[本文]
================================
茶室を設けること、かつ「廃墟のような雰囲気」であること、そして膨大な書籍の収納、という設計要件に対し、中央部に茶室を配した回遊型のプランを提案した。決して広くはない面積の住戸を細切れに仕切ることを避け、空間的な変化と連続性をもたせること、住居の中心となる象徴的な場をつくること、さらに書棚のための壁面を最大限に確保することが、その狙いである。

はじめに既存の内装を全て取り除いた際、予想外に荒々しい迫力をもった躯体コンクリートが現れた。基本的にその質感を生かした内装仕上げとするとともに、茶室には藁すさとひび割れの表情豊かな荒壁仕上げを採用して、それぞれの素材感が際立つ構成とした。住居の中心に土壁の一室を設けることで、自然な調湿効果も期待される。
================================
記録
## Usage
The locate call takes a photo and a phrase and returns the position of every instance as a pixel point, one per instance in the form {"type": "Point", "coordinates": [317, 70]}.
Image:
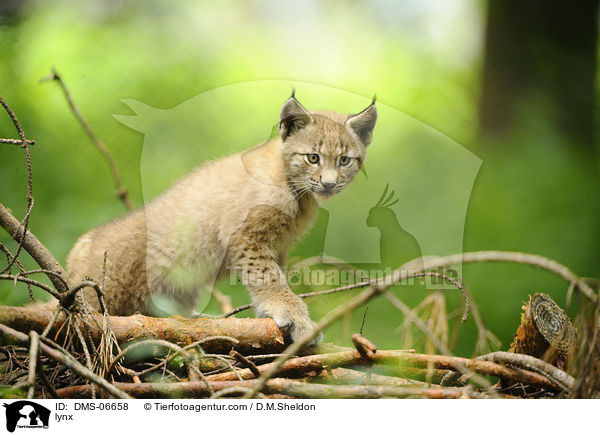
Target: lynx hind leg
{"type": "Point", "coordinates": [290, 316]}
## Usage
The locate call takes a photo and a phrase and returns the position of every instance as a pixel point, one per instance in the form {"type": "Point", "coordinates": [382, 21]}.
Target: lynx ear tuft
{"type": "Point", "coordinates": [363, 123]}
{"type": "Point", "coordinates": [293, 117]}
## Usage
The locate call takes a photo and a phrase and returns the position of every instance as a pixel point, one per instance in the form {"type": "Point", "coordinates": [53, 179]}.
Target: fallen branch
================================
[課題の内容]
本文について、次の問いに答えてください。
1. 茶室は住戸のプランのどこに配置されましたか。
2. 既存の内装を全て取り除いたとき、何が現れましたか。
3. 茶室にはどのような壁の仕上げが採用されましたか。

[今回の解答]
1. 中央部に配置されました。
2. 予想外に荒々しい迫力をもった躯体コンクリートが現れました。
3. 藁すさとひび割れの表情豊かな荒壁仕上げが採用されました。